Description of the task:
Count the lines in the records below that contain the string "photo", treating uppercase and lowercase letters as distinct, and state only the resulting number.

= = = =

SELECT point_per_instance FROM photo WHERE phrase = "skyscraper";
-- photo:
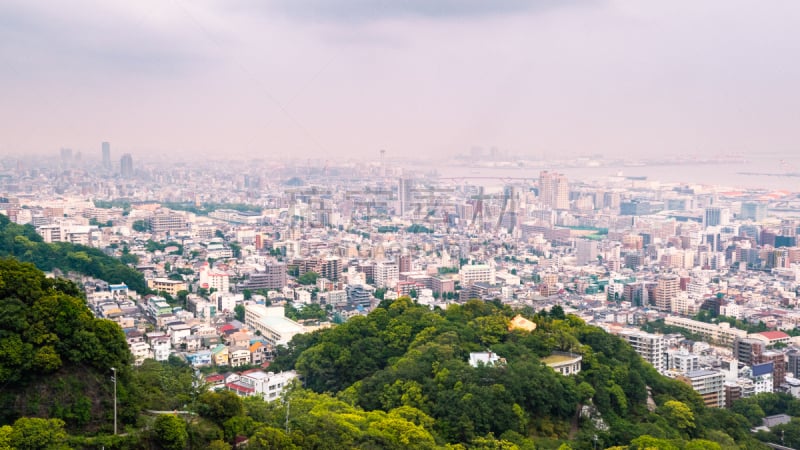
(716, 216)
(404, 196)
(755, 211)
(667, 289)
(553, 190)
(126, 165)
(106, 155)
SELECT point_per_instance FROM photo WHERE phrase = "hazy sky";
(328, 78)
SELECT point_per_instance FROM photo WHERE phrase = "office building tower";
(404, 263)
(666, 290)
(126, 165)
(553, 190)
(404, 197)
(715, 216)
(755, 211)
(651, 347)
(585, 252)
(709, 384)
(106, 149)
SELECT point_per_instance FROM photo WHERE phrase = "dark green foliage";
(47, 335)
(170, 432)
(23, 243)
(404, 355)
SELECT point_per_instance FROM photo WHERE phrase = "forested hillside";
(25, 244)
(55, 356)
(395, 379)
(404, 355)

= = = =

Worked solution:
6